* [Records supplied]:
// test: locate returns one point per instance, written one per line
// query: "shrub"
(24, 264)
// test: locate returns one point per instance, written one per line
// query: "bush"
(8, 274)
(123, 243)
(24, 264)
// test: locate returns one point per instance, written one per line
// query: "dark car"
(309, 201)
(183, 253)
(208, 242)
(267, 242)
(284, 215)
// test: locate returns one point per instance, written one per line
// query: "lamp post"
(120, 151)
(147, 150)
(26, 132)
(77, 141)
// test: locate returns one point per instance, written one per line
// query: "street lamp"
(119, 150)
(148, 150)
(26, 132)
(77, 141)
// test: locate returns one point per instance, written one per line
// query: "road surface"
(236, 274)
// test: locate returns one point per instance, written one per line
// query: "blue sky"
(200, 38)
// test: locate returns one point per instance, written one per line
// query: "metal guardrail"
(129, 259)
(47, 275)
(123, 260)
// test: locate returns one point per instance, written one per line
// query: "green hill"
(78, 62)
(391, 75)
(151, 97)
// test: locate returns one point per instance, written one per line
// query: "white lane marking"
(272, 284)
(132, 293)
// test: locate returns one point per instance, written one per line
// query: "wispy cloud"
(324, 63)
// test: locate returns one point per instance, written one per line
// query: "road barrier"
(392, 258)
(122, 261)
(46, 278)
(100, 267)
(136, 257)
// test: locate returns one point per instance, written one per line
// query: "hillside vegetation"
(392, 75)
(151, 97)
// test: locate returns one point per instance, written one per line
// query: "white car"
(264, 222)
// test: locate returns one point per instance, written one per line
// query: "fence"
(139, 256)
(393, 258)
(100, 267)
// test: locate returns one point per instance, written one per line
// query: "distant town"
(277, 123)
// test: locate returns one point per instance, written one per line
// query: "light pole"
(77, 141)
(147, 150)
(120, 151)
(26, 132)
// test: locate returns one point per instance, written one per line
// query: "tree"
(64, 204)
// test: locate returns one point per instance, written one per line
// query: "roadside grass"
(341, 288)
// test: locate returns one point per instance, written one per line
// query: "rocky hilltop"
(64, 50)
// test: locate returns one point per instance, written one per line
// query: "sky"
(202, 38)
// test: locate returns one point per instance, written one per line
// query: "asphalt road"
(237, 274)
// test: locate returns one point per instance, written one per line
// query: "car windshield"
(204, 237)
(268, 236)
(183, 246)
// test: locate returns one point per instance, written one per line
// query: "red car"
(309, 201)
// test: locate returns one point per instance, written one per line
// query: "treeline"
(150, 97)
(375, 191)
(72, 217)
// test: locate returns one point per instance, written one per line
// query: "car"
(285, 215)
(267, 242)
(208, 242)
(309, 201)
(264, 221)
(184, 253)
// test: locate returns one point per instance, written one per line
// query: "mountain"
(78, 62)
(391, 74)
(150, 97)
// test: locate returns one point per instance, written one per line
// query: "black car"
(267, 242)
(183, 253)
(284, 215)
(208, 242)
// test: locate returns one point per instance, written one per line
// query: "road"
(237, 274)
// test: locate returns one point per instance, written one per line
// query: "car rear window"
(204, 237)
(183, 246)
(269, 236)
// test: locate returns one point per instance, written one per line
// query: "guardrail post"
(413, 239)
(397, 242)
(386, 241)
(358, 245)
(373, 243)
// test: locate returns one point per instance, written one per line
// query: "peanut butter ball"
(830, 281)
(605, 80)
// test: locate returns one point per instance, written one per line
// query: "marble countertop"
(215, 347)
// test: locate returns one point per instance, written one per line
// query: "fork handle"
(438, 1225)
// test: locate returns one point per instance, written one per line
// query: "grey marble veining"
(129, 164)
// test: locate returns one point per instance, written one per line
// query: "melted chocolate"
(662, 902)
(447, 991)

* [Directions for this task]: Please output the records once more, exactly as they were written.

* [Result below]:
// test: locate returns one point per instance, written one per line
// query: "shrub"
(24, 264)
// test: locate returns one point per instance, written one per line
// query: "bush"
(8, 274)
(123, 243)
(24, 264)
// test: locate returns one point per instance, written one per line
// query: "dark car"
(309, 201)
(183, 253)
(208, 242)
(267, 242)
(284, 215)
// test: locate returns one point per instance, written one per line
// query: "lamp post"
(120, 151)
(147, 150)
(26, 132)
(77, 141)
// test: locate returns one point per instance, written one per line
// query: "street lamp"
(119, 150)
(148, 150)
(26, 132)
(77, 141)
// test: locate returns one point per instance, written one per line
// query: "road surface"
(236, 274)
// test: locate returns one point per instance, written one per line
// query: "blue sky"
(200, 38)
// test: locate returns one point per instance, written one per line
// query: "metal guardrail"
(129, 259)
(47, 275)
(123, 260)
// test: locate returns one point per instance, written one per line
// query: "green hill"
(78, 62)
(391, 75)
(151, 97)
// test: locate returns one point per instance, written one per line
// query: "white lane marking"
(272, 284)
(132, 293)
// test: locate returns one point per instance, written one per line
// query: "wispy cloud"
(324, 63)
// test: locate returns one point per instance, written one per line
// query: "road barrier"
(392, 258)
(122, 261)
(46, 278)
(100, 267)
(136, 257)
// test: locate returns one point per instance, written one per line
// query: "hillside vegetation"
(392, 75)
(151, 97)
// test: locate returns one point per instance, written one per line
// query: "white car"
(264, 222)
// test: locate returns one point per instance, written one per line
// query: "fence"
(139, 256)
(393, 258)
(100, 267)
// test: locate returns one point per instance, written one per line
// query: "distant town"
(277, 123)
// test: locate returns one point per instance, written one per line
// query: "light pole"
(77, 141)
(147, 150)
(120, 151)
(26, 132)
// test: locate returns one point per instance, written one per line
// query: "tree"
(64, 204)
// test: locate returns one point per instance, written one per line
// query: "roadside grass"
(341, 288)
// test: locate returns one point per instance, written one per line
// query: "rocky hilltop"
(64, 50)
// test: locate returns one point per instance, written one per line
// query: "sky"
(202, 38)
// test: locate returns one point per instance, written one per line
// query: "asphalt road"
(237, 274)
// test: locate returns one point per instance, written one per line
// query: "car windshield"
(204, 237)
(268, 236)
(183, 246)
// test: locate returns one point per instance, written one per line
// query: "red car"
(309, 201)
// test: locate returns one point per instance, written one per line
// query: "treeline"
(150, 97)
(375, 191)
(72, 217)
// test: locate returns one point per instance, written one per line
// query: "car"
(285, 215)
(267, 242)
(208, 242)
(309, 201)
(264, 221)
(184, 253)
// test: locate returns one point per instance, written one per line
// query: "mountain"
(78, 62)
(391, 74)
(150, 97)
// test: locate returns one point per instance, written one per line
// query: "black car"
(267, 242)
(183, 253)
(284, 215)
(208, 242)
// test: locate returns one point per instance, written one per line
// query: "road"
(237, 274)
// test: locate returns one point per instance, written one per line
// query: "car rear window"
(204, 237)
(183, 246)
(269, 236)
// test: locate returns one point per instance, written one per line
// query: "guardrail post"
(413, 239)
(397, 242)
(386, 241)
(358, 245)
(373, 243)
// test: locate returns one point per instance, written one per line
// query: "peanut butter ball"
(830, 281)
(605, 80)
// test: locate returns one point per instance, written one per line
// query: "marble countertop"
(215, 347)
// test: locate returns one point per instance, written one per line
// query: "fork handle"
(438, 1225)
// test: locate returns one point per instance, written one per line
// query: "grey marble veining"
(129, 164)
// test: locate returns one point per instance, written one per line
// query: "melted chocolate"
(662, 902)
(447, 991)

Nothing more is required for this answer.